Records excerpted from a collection
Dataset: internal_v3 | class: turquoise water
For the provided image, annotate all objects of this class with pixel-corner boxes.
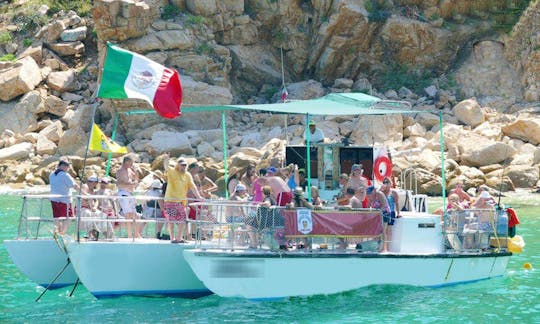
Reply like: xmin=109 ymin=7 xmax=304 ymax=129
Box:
xmin=1 ymin=194 xmax=539 ymax=323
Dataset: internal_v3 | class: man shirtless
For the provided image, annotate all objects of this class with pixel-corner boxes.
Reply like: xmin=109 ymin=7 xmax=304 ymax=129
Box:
xmin=265 ymin=169 xmax=292 ymax=206
xmin=116 ymin=155 xmax=140 ymax=238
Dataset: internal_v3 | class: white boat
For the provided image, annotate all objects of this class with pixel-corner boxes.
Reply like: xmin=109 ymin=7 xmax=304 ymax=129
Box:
xmin=66 ymin=238 xmax=210 ymax=298
xmin=4 ymin=194 xmax=78 ymax=288
xmin=64 ymin=198 xmax=300 ymax=298
xmin=4 ymin=237 xmax=78 ymax=288
xmin=183 ymin=204 xmax=512 ymax=300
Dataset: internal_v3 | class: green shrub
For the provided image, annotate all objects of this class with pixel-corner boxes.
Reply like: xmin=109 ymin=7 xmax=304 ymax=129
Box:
xmin=161 ymin=4 xmax=180 ymax=20
xmin=274 ymin=31 xmax=285 ymax=43
xmin=368 ymin=10 xmax=390 ymax=23
xmin=23 ymin=38 xmax=33 ymax=47
xmin=45 ymin=0 xmax=93 ymax=17
xmin=439 ymin=75 xmax=457 ymax=90
xmin=196 ymin=42 xmax=212 ymax=55
xmin=429 ymin=13 xmax=441 ymax=21
xmin=186 ymin=14 xmax=205 ymax=26
xmin=18 ymin=13 xmax=49 ymax=34
xmin=0 ymin=54 xmax=17 ymax=62
xmin=264 ymin=86 xmax=278 ymax=101
xmin=0 ymin=31 xmax=12 ymax=45
xmin=375 ymin=63 xmax=432 ymax=93
xmin=364 ymin=1 xmax=374 ymax=13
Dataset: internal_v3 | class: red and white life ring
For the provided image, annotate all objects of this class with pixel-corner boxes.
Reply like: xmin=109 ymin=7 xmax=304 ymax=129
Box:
xmin=374 ymin=155 xmax=392 ymax=182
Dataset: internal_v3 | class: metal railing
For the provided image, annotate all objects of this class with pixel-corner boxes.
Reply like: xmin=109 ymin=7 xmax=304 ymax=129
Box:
xmin=16 ymin=194 xmax=197 ymax=241
xmin=444 ymin=208 xmax=508 ymax=252
xmin=190 ymin=201 xmax=386 ymax=252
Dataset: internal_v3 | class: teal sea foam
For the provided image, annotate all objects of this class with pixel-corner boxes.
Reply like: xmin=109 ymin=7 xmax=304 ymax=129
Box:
xmin=1 ymin=193 xmax=539 ymax=323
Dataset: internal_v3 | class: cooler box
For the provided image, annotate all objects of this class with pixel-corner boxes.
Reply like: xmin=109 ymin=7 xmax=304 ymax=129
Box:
xmin=389 ymin=213 xmax=443 ymax=253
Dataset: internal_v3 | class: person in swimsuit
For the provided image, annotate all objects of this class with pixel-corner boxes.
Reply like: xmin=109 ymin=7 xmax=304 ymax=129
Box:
xmin=265 ymin=167 xmax=293 ymax=206
xmin=380 ymin=177 xmax=400 ymax=252
xmin=116 ymin=155 xmax=140 ymax=238
xmin=367 ymin=186 xmax=390 ymax=252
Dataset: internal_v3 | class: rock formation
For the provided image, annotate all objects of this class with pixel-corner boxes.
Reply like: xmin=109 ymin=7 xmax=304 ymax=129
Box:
xmin=0 ymin=0 xmax=538 ymax=195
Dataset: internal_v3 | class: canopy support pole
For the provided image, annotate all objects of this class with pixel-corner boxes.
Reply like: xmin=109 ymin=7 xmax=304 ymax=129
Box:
xmin=105 ymin=112 xmax=120 ymax=176
xmin=439 ymin=111 xmax=447 ymax=213
xmin=280 ymin=46 xmax=289 ymax=161
xmin=305 ymin=114 xmax=312 ymax=201
xmin=222 ymin=111 xmax=229 ymax=198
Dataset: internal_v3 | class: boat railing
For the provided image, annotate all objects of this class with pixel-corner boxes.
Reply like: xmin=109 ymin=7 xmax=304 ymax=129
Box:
xmin=189 ymin=200 xmax=385 ymax=252
xmin=16 ymin=194 xmax=206 ymax=241
xmin=399 ymin=168 xmax=428 ymax=213
xmin=18 ymin=194 xmax=72 ymax=239
xmin=444 ymin=208 xmax=508 ymax=252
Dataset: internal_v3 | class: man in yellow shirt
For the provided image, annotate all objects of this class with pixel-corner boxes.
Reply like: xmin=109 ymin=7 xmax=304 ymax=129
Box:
xmin=163 ymin=154 xmax=202 ymax=243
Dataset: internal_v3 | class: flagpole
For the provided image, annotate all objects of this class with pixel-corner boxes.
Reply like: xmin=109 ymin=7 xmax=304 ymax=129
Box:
xmin=76 ymin=95 xmax=99 ymax=243
xmin=280 ymin=47 xmax=288 ymax=167
xmin=306 ymin=114 xmax=312 ymax=202
xmin=76 ymin=43 xmax=109 ymax=242
xmin=105 ymin=112 xmax=120 ymax=176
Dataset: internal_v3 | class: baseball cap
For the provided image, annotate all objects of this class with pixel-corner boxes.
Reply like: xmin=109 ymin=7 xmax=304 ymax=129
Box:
xmin=309 ymin=120 xmax=316 ymax=126
xmin=100 ymin=177 xmax=110 ymax=184
xmin=151 ymin=180 xmax=163 ymax=189
xmin=87 ymin=175 xmax=99 ymax=182
xmin=366 ymin=186 xmax=375 ymax=194
xmin=235 ymin=183 xmax=246 ymax=191
xmin=352 ymin=164 xmax=363 ymax=171
xmin=58 ymin=160 xmax=69 ymax=167
xmin=177 ymin=158 xmax=187 ymax=165
xmin=479 ymin=191 xmax=491 ymax=199
xmin=267 ymin=166 xmax=277 ymax=174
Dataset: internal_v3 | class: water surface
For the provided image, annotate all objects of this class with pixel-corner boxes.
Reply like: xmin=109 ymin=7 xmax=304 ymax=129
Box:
xmin=1 ymin=194 xmax=538 ymax=323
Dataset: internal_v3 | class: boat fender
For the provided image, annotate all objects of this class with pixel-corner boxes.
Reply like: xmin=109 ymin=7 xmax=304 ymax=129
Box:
xmin=508 ymin=235 xmax=525 ymax=253
xmin=523 ymin=262 xmax=533 ymax=270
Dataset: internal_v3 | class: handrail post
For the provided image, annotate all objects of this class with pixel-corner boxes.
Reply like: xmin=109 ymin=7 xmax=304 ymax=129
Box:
xmin=20 ymin=196 xmax=27 ymax=239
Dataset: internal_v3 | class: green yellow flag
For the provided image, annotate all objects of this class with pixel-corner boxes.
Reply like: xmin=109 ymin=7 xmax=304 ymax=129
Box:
xmin=89 ymin=123 xmax=128 ymax=154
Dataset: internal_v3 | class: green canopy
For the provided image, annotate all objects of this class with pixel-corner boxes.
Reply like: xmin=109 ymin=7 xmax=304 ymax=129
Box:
xmin=180 ymin=92 xmax=414 ymax=115
xmin=107 ymin=92 xmax=427 ymax=199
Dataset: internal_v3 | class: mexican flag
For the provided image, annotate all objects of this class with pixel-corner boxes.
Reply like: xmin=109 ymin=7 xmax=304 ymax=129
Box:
xmin=97 ymin=43 xmax=182 ymax=119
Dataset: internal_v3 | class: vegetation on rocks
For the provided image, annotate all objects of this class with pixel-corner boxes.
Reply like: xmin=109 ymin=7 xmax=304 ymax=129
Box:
xmin=0 ymin=0 xmax=539 ymax=196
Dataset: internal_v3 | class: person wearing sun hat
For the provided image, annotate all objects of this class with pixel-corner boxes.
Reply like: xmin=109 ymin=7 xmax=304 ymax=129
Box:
xmin=80 ymin=174 xmax=102 ymax=240
xmin=473 ymin=189 xmax=496 ymax=209
xmin=304 ymin=119 xmax=325 ymax=144
xmin=142 ymin=179 xmax=166 ymax=239
xmin=227 ymin=182 xmax=249 ymax=223
xmin=345 ymin=163 xmax=371 ymax=194
xmin=95 ymin=176 xmax=117 ymax=239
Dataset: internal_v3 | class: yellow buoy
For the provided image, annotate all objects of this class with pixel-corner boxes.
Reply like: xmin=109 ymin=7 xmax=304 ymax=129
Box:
xmin=523 ymin=262 xmax=533 ymax=270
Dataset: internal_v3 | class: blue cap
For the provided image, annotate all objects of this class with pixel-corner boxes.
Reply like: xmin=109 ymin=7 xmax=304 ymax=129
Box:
xmin=267 ymin=166 xmax=277 ymax=174
xmin=366 ymin=186 xmax=375 ymax=194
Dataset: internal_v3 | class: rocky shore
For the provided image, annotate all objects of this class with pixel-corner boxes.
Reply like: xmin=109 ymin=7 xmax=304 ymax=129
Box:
xmin=0 ymin=0 xmax=539 ymax=196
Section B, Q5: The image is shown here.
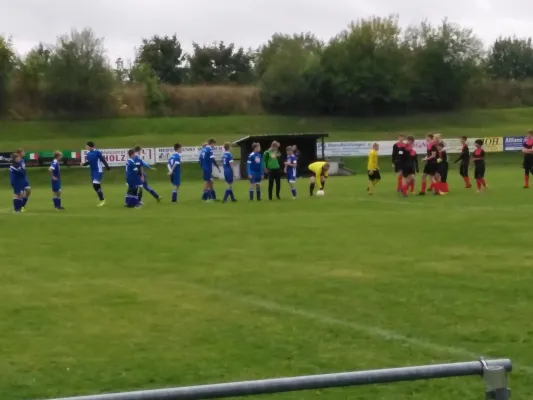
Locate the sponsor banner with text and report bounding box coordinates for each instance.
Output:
[482,137,503,153]
[81,148,156,167]
[504,136,525,151]
[155,146,225,164]
[0,152,12,168]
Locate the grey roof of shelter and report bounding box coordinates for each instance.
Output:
[232,133,328,146]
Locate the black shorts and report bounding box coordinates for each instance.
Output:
[459,162,469,177]
[394,162,403,173]
[402,167,414,178]
[368,170,381,181]
[474,163,485,179]
[423,163,437,176]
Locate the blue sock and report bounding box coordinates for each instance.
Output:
[22,197,28,207]
[125,195,131,207]
[97,189,104,201]
[230,190,235,201]
[138,189,143,202]
[53,198,60,208]
[256,189,261,201]
[249,190,254,200]
[148,186,159,199]
[58,198,62,208]
[211,190,217,200]
[172,190,178,203]
[292,188,297,197]
[223,189,230,202]
[132,195,139,207]
[204,190,212,200]
[13,199,19,211]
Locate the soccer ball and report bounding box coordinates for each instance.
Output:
[316,190,325,197]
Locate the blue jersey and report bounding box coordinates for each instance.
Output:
[247,152,263,175]
[125,158,140,186]
[86,149,106,173]
[222,152,233,173]
[49,159,61,180]
[49,159,61,192]
[10,163,25,189]
[286,155,297,181]
[168,152,181,185]
[200,146,214,172]
[134,154,151,176]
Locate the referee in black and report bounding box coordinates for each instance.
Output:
[264,141,282,200]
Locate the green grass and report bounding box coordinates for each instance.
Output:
[1,165,532,400]
[1,107,533,150]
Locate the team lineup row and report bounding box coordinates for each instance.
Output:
[7,140,331,212]
[367,132,533,196]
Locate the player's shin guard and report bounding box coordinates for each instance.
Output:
[172,190,178,203]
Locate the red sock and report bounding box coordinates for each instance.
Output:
[525,175,529,187]
[421,181,427,193]
[476,179,482,190]
[429,182,435,191]
[397,175,402,190]
[402,184,410,195]
[444,182,449,192]
[463,176,471,187]
[434,182,440,194]
[481,178,487,187]
[409,181,415,192]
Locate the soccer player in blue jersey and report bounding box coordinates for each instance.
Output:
[10,153,26,213]
[284,146,298,199]
[247,142,264,201]
[49,151,65,210]
[15,148,31,210]
[125,149,143,208]
[222,142,236,203]
[200,138,220,201]
[134,145,160,204]
[83,141,110,206]
[167,143,182,203]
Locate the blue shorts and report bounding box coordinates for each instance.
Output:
[23,179,30,189]
[51,181,61,192]
[250,173,262,184]
[170,175,181,186]
[12,185,25,195]
[202,170,213,182]
[91,172,104,184]
[224,170,234,184]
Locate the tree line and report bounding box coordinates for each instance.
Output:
[2,16,533,119]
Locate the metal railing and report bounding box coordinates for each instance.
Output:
[41,358,511,400]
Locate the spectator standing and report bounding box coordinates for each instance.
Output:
[264,141,282,200]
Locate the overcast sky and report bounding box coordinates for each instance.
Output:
[2,0,532,63]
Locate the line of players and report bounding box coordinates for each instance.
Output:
[9,139,331,212]
[368,133,489,196]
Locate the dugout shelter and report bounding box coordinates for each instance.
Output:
[233,133,328,178]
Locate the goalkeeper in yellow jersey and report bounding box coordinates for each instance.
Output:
[367,143,381,194]
[308,161,330,196]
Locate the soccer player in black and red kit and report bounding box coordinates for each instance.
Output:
[392,135,405,192]
[455,136,472,188]
[400,136,418,197]
[436,142,449,194]
[472,139,487,192]
[419,134,439,195]
[522,131,533,188]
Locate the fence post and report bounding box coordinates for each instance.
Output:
[481,358,511,400]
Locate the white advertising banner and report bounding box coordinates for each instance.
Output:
[155,146,225,164]
[81,148,156,166]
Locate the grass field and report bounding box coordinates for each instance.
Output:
[1,164,532,400]
[1,107,533,149]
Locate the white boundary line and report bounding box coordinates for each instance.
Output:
[178,282,532,374]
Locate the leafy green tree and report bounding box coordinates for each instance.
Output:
[130,62,167,113]
[486,36,533,80]
[187,42,254,84]
[0,35,16,114]
[319,16,412,115]
[13,44,51,110]
[135,35,185,84]
[42,29,115,116]
[405,19,484,110]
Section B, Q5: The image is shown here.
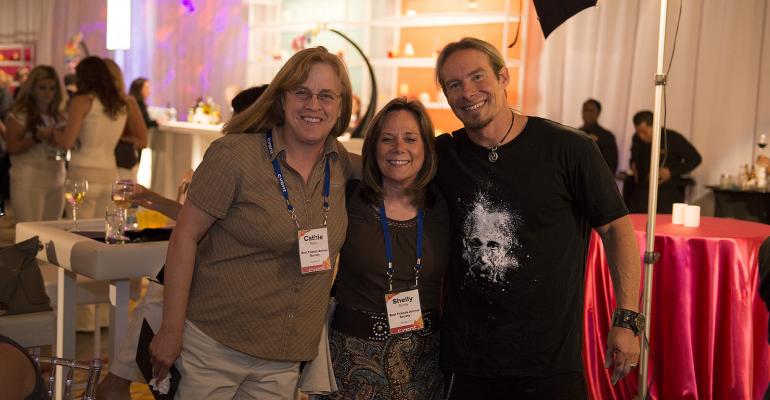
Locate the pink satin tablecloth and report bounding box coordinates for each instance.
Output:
[584,214,770,399]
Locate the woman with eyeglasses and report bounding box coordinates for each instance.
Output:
[149,46,357,398]
[2,65,66,222]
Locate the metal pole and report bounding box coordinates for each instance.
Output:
[639,0,669,398]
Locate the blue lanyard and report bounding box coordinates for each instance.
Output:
[379,201,423,291]
[266,130,331,229]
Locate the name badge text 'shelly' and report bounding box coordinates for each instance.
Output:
[385,287,424,334]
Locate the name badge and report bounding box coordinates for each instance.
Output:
[298,227,331,274]
[384,287,424,335]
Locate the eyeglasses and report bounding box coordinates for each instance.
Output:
[287,88,340,104]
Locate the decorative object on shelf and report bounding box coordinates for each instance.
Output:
[404,42,415,57]
[1,43,36,89]
[405,0,417,17]
[418,92,431,104]
[398,83,410,97]
[187,97,221,125]
[467,0,479,10]
[65,32,90,72]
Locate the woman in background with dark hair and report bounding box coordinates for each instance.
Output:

## [TASK TO COMPLETE]
Copy all lines of the records in which the string "blue" can be found.

## [RESULT FOR THIS EXERCISE]
Dataset: internal_v3 | class: blue cap
Locate the blue sock and report bounding box coordinates for each instance.
Locate the blue jersey and report bounding box coordinates for each instance.
Locate the soccer player in blue jersey and report bounding box coordinates for each instance.
Locate the blue shorts and report bounding box coordinates for each instance.
Locate the blue lanyard and report bounding box coordinates for each instance.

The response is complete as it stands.